Document extract.

Ed Nisley's Blog: Shop notes, electronics, firmware, machinery, 3D printing, laser cuttery, and curiosities. Contents: 100% human thinking, 0% AI slop.
The M2’s extruder motor mounts in a printed holder that attaches to the X-axis linear rail. The wire guide on the original holder snapped when I installed it, with the fractured end showing poor infill and bonding, but the rest of the mount held together and, my initial misgivings notwithstanding, I never had much motivation to print a replacement. With the PETG settings working pretty well, I fetched the updated STL file, oriented it for printing, and ran off a motor mount:
M2 Motor Mount – PETG on platform
That’s at 40% 3D Honeycomb infill, three perimeters and three top/bottom layers, which seems plenty strong enough for the purpose: I can’t bend the wire guide at all, no how, no way!
Despite a few hairs, the nozzle didn’t deposit any boogers. Things are looking up…
A cap should fit over the cable guide, presumably for neatness, but I didn’t see much point in that. Instead, I added a steel rod to support the loom and provide some strain relief beyond the end of the guide, as the wires want to flex at that spot:
M2 Motor Mount – PETG installed – cable brace
Because the V4 hot end mounts to that aluminum plate, rather than the filament drive, the whole operation didn’t disturb the nozzle position at all. Whew!
Our Larval Engineer reports that the PLA pivot for the Sienna’s hood rod didn’t survive contact with the van’s NYS Inspection. I’m not surprised, as PLA tends to be brittle and the inspection happened on a typical February day in upstate New York. Seeing as how PETG claims to be stronger and more durable than PLA, I ran off some replacements:
Toyota Sienna hood rod pivot – small – PETG
The square cap fit snugly over the bottom of the post; PETG tolerances seem pretty much the same as for PLA.

Record excerpts.
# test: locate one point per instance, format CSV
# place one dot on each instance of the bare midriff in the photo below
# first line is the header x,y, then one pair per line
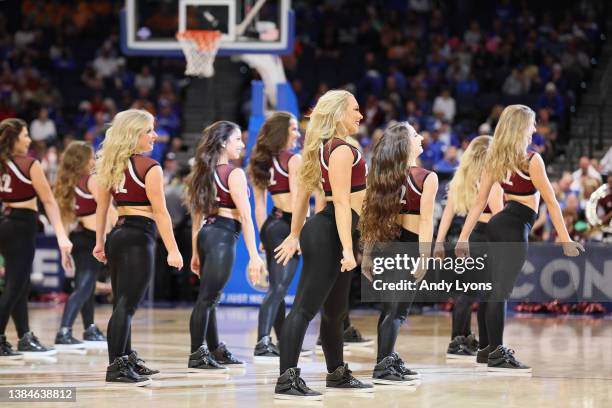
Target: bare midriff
x,y
532,201
30,204
355,200
282,201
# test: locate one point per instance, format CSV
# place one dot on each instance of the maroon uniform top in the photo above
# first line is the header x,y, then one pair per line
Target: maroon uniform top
x,y
223,198
85,203
15,182
413,189
279,173
518,182
359,171
132,190
605,203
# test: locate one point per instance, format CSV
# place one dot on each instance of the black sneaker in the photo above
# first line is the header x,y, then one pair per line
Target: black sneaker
x,y
472,343
401,367
65,341
290,386
386,372
503,360
458,349
29,345
341,380
264,352
201,359
352,337
121,373
138,366
93,337
305,353
482,356
6,350
224,357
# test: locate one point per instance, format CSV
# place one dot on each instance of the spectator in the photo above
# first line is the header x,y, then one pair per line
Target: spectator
x,y
449,163
552,101
144,80
444,106
585,169
42,129
516,83
106,64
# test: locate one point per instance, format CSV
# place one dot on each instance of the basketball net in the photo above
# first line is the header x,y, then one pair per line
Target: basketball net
x,y
200,48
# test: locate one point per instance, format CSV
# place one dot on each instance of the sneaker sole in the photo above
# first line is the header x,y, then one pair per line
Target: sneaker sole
x,y
237,365
16,357
459,357
286,397
207,370
349,390
366,343
61,347
118,384
95,344
509,371
266,359
38,353
380,381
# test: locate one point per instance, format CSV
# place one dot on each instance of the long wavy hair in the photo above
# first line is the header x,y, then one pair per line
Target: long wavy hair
x,y
508,151
378,221
272,138
72,166
9,133
119,144
464,185
201,190
325,120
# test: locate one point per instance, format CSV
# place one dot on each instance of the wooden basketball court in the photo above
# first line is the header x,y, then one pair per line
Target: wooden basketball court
x,y
571,360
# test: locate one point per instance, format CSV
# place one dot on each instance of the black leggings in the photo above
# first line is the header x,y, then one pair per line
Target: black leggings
x,y
18,229
86,275
321,285
462,311
217,251
512,224
393,314
130,250
272,311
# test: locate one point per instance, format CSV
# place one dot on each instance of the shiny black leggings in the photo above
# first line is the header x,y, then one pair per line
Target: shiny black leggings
x,y
17,244
462,311
272,311
217,251
511,225
393,314
130,250
86,274
321,285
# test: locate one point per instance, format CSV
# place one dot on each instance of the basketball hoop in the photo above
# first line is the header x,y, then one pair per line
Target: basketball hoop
x,y
200,48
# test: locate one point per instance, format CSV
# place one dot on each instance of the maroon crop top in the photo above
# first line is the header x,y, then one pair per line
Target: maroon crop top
x,y
412,190
85,204
15,182
359,171
223,198
279,173
132,190
519,183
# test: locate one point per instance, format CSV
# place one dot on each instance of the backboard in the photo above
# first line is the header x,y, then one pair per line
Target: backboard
x,y
148,27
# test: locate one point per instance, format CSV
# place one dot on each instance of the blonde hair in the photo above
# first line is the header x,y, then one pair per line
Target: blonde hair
x,y
119,144
325,120
464,185
73,165
508,152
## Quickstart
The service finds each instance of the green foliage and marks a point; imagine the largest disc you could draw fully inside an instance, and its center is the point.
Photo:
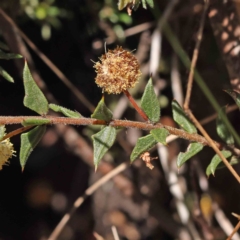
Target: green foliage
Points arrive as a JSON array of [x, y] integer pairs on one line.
[[160, 135], [35, 121], [192, 150], [143, 144], [45, 13], [216, 160], [223, 131], [102, 141], [7, 56], [29, 141], [180, 117], [150, 103], [34, 98], [6, 75], [66, 112], [102, 112]]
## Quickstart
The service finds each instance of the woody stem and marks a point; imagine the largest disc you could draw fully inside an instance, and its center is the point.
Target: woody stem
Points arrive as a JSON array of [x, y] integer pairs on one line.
[[137, 108]]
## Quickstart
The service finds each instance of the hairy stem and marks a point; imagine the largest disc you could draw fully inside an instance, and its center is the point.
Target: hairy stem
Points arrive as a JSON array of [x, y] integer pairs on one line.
[[114, 123], [137, 108]]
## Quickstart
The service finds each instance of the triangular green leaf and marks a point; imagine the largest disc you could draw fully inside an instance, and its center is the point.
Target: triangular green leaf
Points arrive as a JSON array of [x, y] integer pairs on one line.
[[34, 98], [29, 141], [235, 95], [66, 112], [102, 141], [35, 121], [192, 150], [8, 56], [150, 103], [216, 160], [223, 131], [160, 135], [6, 75], [180, 117], [143, 144], [102, 112], [2, 131]]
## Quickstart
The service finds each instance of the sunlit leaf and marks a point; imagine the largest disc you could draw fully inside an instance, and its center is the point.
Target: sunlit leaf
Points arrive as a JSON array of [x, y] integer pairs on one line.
[[143, 144], [6, 75], [180, 117], [35, 121], [223, 131], [150, 3], [102, 141], [235, 95], [160, 135], [216, 160], [150, 103], [102, 112], [66, 112], [192, 150], [34, 98], [2, 131], [8, 56], [29, 141]]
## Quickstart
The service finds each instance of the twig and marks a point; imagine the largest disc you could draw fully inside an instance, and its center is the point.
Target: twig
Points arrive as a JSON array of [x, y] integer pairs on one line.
[[137, 108], [114, 123], [115, 233], [213, 145], [173, 40], [58, 229], [195, 56]]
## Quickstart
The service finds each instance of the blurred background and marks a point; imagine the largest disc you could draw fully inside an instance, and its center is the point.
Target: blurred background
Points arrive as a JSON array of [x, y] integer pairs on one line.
[[163, 203]]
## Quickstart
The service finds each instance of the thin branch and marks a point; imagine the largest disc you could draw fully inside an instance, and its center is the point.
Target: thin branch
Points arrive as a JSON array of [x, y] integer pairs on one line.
[[195, 56], [114, 123], [58, 229], [213, 144], [137, 108]]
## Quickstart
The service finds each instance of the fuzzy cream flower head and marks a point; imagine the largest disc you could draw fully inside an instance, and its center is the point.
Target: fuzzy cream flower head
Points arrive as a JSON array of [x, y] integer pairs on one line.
[[6, 152], [117, 71]]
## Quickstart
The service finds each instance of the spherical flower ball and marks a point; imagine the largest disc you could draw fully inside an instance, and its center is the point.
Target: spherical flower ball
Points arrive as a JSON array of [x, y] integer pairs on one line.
[[117, 71], [6, 152]]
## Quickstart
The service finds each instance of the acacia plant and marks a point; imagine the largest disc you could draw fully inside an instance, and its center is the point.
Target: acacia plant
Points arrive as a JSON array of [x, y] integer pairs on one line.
[[116, 72]]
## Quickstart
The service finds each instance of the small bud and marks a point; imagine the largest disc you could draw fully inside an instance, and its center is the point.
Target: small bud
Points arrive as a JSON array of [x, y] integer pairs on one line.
[[147, 159], [117, 71], [6, 152]]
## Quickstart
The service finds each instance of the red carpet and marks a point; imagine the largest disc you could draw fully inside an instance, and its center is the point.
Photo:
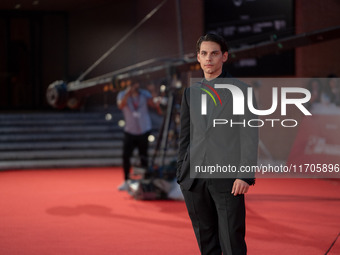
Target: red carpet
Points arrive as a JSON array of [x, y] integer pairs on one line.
[[81, 212]]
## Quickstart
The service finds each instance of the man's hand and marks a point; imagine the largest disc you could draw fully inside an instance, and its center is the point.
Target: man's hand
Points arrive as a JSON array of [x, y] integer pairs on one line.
[[239, 187]]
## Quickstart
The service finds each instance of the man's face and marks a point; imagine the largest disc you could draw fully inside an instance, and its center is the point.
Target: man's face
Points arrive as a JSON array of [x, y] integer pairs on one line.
[[211, 59]]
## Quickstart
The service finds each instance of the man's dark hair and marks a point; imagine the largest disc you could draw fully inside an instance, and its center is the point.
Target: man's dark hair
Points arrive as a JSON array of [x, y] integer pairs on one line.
[[212, 38]]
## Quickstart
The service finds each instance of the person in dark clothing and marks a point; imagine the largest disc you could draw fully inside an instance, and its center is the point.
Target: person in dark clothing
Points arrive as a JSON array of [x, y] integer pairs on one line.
[[215, 205]]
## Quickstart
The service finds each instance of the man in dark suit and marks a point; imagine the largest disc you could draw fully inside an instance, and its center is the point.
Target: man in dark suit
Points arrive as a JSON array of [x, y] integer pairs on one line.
[[215, 202]]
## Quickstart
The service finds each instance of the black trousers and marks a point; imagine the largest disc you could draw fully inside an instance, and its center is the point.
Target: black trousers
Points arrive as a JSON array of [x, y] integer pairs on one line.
[[218, 219], [130, 143]]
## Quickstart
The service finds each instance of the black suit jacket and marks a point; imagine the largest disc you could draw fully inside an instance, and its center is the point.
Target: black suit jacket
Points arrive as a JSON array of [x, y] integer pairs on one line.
[[202, 144]]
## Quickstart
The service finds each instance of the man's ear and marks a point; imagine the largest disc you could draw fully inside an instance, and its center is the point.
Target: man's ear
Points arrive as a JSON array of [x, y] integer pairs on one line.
[[225, 56]]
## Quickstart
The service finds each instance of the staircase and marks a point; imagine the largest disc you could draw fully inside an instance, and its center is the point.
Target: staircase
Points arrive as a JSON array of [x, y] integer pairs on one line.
[[55, 140]]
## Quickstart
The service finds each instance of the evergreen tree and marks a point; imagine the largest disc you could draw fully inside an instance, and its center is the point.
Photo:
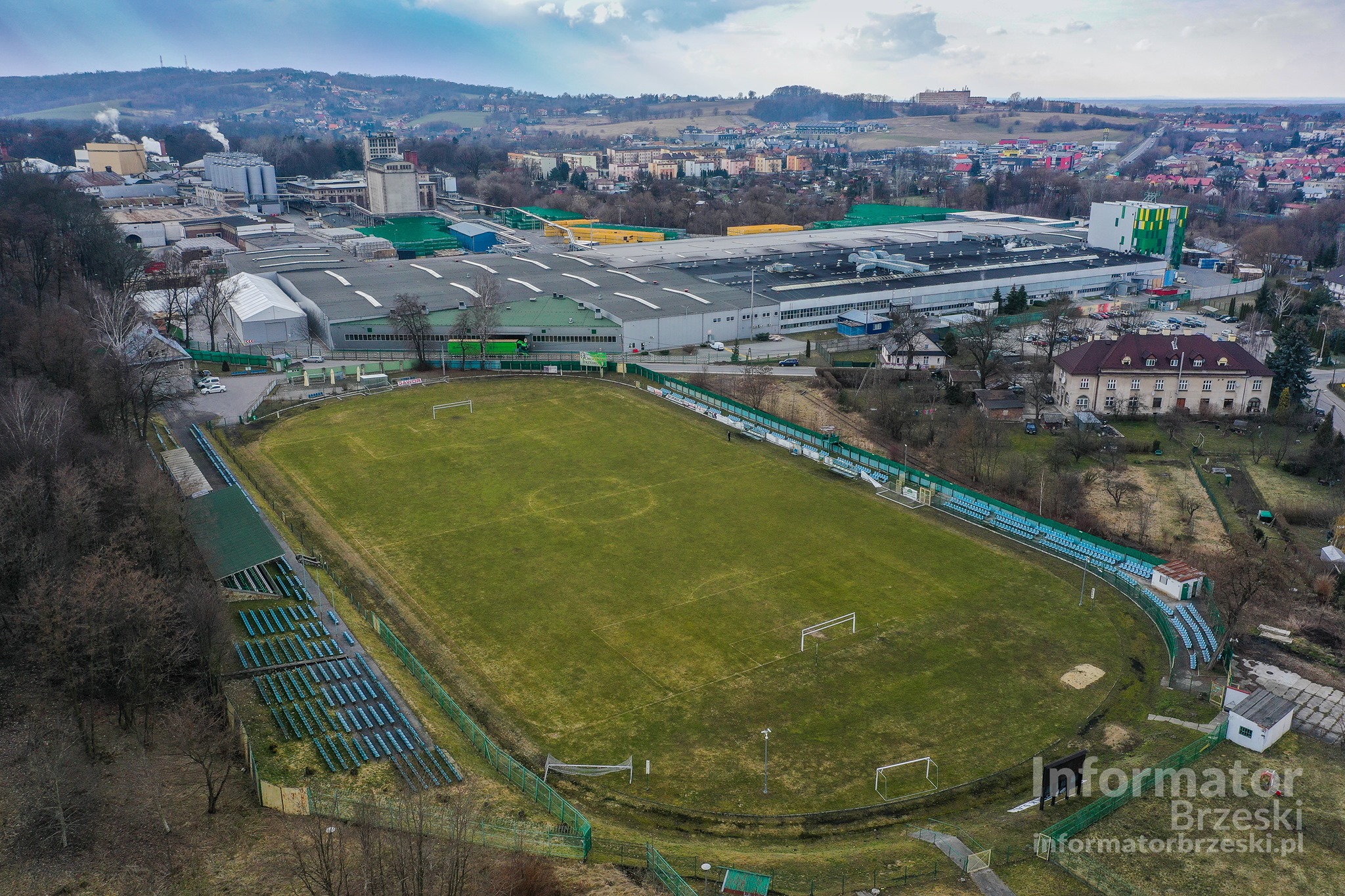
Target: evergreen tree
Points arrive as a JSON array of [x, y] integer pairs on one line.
[[1017, 301], [1283, 408], [1264, 297], [1323, 440], [1292, 363], [950, 344]]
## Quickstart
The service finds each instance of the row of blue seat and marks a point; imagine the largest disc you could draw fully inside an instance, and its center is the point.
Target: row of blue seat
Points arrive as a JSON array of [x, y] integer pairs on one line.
[[359, 711], [284, 649], [1053, 539], [1204, 637]]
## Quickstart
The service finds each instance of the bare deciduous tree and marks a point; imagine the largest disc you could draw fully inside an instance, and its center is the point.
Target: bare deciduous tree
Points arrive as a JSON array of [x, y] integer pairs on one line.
[[1145, 507], [755, 385], [322, 857], [201, 734], [981, 340], [410, 322], [904, 335], [60, 779], [1116, 486], [1187, 507], [1246, 575], [217, 295], [483, 316]]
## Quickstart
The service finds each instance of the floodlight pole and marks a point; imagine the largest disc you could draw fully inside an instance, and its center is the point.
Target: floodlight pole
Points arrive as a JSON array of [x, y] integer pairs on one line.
[[766, 763]]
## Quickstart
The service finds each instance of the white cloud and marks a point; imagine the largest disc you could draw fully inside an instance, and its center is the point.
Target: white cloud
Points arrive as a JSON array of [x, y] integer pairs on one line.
[[1069, 27], [962, 53], [903, 35]]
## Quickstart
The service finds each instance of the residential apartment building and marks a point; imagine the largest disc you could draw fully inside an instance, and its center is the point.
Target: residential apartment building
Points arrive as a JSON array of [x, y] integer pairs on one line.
[[663, 169], [1158, 373], [539, 164], [330, 190]]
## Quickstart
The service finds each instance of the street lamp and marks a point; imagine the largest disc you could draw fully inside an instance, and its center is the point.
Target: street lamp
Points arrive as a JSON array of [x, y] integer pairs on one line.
[[766, 763]]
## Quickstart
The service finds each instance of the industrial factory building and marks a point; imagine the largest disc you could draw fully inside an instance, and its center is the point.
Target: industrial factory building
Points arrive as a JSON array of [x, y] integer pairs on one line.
[[246, 174], [666, 295]]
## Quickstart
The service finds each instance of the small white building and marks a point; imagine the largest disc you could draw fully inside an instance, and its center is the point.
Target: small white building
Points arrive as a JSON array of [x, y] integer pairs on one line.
[[1259, 720], [923, 354], [1179, 581], [261, 312]]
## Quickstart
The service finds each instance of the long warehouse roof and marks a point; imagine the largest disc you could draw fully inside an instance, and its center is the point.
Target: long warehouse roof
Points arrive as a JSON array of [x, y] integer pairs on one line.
[[363, 291]]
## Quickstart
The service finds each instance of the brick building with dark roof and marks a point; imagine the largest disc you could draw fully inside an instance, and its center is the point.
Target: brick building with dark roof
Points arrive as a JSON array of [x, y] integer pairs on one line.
[[1156, 373]]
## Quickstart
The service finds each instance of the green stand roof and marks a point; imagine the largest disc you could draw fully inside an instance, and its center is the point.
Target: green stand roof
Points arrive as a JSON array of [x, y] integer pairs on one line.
[[231, 534], [744, 883]]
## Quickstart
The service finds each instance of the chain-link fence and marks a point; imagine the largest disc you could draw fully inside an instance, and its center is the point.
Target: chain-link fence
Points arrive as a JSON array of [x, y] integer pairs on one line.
[[441, 821], [1055, 837]]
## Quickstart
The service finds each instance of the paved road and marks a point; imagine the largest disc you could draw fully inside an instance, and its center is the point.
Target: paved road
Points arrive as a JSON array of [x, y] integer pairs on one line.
[[1327, 398], [730, 368], [228, 406], [1141, 150]]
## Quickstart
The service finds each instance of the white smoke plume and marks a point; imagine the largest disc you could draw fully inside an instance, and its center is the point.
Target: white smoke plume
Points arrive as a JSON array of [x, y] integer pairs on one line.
[[213, 129], [110, 119]]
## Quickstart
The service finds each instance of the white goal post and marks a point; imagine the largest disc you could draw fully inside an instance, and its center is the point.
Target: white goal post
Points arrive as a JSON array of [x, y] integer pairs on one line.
[[880, 778], [586, 771], [435, 410], [821, 626]]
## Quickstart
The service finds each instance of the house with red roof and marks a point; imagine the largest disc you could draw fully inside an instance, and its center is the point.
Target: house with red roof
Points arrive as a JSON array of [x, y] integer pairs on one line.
[[1161, 373]]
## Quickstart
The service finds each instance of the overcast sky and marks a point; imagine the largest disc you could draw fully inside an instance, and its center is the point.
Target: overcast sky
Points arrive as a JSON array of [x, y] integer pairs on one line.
[[1086, 49]]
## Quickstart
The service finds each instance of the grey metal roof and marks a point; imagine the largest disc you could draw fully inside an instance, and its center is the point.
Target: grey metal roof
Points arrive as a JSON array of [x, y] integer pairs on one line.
[[470, 228], [443, 282], [1265, 708]]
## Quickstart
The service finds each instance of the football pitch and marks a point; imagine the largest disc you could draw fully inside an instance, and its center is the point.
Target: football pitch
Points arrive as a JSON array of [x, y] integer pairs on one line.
[[617, 578]]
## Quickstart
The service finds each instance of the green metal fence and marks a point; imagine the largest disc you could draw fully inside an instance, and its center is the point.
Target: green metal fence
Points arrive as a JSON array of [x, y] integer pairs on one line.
[[892, 468], [439, 821], [218, 358], [940, 488], [1097, 875], [1056, 836], [518, 774], [665, 875]]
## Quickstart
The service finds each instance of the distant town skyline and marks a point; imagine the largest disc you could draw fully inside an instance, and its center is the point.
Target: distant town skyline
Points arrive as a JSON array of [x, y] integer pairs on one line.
[[1111, 49]]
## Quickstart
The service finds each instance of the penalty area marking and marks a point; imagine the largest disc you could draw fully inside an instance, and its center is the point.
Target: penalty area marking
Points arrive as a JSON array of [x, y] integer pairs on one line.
[[821, 626], [433, 412], [880, 778]]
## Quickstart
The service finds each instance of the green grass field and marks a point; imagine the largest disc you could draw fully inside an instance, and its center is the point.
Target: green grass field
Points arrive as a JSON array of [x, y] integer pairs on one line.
[[1306, 868], [618, 580]]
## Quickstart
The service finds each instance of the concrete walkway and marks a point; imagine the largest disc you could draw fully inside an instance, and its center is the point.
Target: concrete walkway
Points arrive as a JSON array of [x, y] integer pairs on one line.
[[986, 880], [1195, 726], [1321, 708]]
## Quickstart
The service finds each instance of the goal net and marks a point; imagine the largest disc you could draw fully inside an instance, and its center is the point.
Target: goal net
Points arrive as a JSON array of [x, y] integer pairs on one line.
[[907, 778], [822, 626], [436, 409], [588, 771]]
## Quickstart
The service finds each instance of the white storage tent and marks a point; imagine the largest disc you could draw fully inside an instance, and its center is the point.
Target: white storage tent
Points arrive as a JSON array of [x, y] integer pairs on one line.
[[260, 312]]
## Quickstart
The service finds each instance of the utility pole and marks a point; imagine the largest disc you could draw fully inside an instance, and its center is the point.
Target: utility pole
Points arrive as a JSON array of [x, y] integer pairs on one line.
[[766, 763]]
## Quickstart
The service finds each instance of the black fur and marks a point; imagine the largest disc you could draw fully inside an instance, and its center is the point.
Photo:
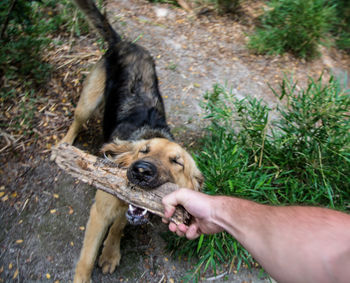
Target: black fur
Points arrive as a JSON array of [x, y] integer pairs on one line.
[[134, 107]]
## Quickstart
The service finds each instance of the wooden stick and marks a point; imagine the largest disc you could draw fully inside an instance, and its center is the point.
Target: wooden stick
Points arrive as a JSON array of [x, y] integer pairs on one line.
[[107, 176]]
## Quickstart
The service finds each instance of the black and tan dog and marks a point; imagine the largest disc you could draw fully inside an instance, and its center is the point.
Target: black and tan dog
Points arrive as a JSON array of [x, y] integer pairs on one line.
[[135, 133]]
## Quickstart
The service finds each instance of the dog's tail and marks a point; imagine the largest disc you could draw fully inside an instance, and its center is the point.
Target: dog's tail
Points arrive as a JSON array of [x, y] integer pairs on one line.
[[98, 21]]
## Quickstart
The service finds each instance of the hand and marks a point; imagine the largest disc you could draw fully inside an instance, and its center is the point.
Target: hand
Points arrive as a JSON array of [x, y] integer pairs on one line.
[[199, 205]]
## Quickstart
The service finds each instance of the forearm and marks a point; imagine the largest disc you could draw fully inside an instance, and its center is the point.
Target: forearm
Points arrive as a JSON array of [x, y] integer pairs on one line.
[[293, 244]]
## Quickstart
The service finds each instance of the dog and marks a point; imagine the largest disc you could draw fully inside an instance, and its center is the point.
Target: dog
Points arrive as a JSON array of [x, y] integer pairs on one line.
[[136, 137]]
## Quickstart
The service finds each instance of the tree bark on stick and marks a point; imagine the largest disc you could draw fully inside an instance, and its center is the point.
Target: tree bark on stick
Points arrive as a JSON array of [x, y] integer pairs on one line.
[[107, 176]]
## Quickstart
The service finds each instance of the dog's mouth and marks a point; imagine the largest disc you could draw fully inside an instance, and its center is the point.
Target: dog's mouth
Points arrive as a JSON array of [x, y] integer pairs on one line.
[[137, 215]]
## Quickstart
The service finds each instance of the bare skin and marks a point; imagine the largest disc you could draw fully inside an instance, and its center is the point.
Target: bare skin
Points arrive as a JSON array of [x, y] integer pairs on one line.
[[293, 244]]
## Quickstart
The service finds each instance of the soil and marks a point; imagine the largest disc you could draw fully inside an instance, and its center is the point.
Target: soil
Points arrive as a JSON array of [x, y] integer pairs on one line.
[[44, 211]]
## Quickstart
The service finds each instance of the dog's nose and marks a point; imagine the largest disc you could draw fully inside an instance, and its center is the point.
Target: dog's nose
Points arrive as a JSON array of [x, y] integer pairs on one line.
[[143, 171]]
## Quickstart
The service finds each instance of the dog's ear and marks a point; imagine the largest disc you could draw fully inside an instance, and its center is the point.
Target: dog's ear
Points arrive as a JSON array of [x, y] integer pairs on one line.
[[192, 171], [123, 152]]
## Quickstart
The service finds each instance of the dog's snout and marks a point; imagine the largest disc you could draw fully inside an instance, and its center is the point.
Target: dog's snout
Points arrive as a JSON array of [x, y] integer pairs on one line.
[[142, 173], [144, 168]]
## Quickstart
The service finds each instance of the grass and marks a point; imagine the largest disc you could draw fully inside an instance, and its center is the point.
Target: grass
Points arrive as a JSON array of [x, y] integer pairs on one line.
[[26, 35], [301, 157]]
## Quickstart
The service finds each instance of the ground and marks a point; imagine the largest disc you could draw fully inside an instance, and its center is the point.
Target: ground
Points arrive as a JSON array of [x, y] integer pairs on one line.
[[44, 211]]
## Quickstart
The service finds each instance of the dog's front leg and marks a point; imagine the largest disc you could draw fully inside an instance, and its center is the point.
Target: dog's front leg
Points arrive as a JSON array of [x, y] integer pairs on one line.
[[104, 211], [95, 231]]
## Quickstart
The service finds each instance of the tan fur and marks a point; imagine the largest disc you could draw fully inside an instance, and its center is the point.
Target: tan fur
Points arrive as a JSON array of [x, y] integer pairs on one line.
[[108, 209]]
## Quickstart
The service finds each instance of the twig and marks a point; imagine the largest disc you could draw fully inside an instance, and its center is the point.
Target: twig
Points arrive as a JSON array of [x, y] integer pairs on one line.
[[72, 30]]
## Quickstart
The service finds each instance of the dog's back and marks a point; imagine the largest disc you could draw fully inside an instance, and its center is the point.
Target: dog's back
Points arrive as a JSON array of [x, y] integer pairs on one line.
[[132, 96]]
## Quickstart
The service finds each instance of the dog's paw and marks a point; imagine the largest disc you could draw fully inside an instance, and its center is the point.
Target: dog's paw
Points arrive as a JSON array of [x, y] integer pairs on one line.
[[53, 155], [109, 260], [82, 278]]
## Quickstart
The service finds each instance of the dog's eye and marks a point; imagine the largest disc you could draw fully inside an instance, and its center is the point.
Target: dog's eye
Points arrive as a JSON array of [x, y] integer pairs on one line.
[[144, 150], [177, 161]]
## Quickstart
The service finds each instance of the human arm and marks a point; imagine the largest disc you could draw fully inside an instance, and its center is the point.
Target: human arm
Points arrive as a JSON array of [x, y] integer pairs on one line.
[[293, 244]]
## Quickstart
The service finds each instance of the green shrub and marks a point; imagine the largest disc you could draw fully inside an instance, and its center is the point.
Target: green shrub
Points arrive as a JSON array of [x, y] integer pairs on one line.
[[342, 26], [296, 26], [300, 157]]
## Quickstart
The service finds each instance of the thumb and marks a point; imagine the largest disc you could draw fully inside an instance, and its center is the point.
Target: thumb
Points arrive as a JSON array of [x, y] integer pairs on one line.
[[170, 201]]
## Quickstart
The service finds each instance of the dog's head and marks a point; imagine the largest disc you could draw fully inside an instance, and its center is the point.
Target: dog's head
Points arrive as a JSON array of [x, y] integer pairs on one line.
[[151, 163]]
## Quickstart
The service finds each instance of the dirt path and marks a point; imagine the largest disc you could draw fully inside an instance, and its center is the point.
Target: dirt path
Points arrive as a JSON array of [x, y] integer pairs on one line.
[[43, 211]]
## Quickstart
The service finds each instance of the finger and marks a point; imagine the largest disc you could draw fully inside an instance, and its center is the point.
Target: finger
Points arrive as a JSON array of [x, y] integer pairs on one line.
[[193, 232], [182, 227], [179, 233]]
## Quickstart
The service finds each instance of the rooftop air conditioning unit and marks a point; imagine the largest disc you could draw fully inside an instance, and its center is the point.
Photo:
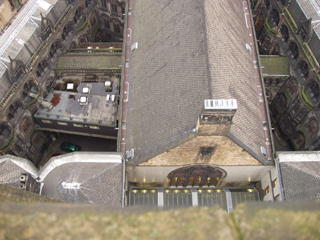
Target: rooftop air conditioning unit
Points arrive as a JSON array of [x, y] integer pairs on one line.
[[86, 90], [70, 86], [23, 178], [108, 85], [134, 46], [83, 101]]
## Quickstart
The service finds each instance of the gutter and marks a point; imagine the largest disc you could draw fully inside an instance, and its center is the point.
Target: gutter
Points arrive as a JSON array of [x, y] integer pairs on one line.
[[261, 89], [125, 88]]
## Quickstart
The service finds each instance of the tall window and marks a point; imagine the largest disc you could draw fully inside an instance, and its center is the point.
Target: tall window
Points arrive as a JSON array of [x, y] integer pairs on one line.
[[117, 28], [104, 3], [114, 8], [299, 140], [282, 101], [312, 126], [106, 23]]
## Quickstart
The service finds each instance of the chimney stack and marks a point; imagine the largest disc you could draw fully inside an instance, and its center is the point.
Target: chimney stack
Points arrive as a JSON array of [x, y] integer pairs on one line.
[[216, 117]]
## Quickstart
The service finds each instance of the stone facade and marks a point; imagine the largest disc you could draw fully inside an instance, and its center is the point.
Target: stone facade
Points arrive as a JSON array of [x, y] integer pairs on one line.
[[65, 26]]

Set problem. Return the passage of the 3D printing post from "Despite a few" to "at all. Whew!", copied word for word. The lines have no connection to the 3D printing post.

Answer for the task.
Despite a few hairs, the nozzle didn’t deposit any boogers. Things are looking up…
A cap should fit over the cable guide, presumably for neatness, but I didn’t see much point in that. Instead, I added a steel rod to support the loom and provide some strain relief beyond the end of the guide, as the wires want to flex at that spot:
M2 Motor Mount – PETG installed – cable brace
Because the V4 hot end mounts to that aluminum plate, rather than the filament drive, the whole operation didn’t disturb the nozzle position at all. Whew!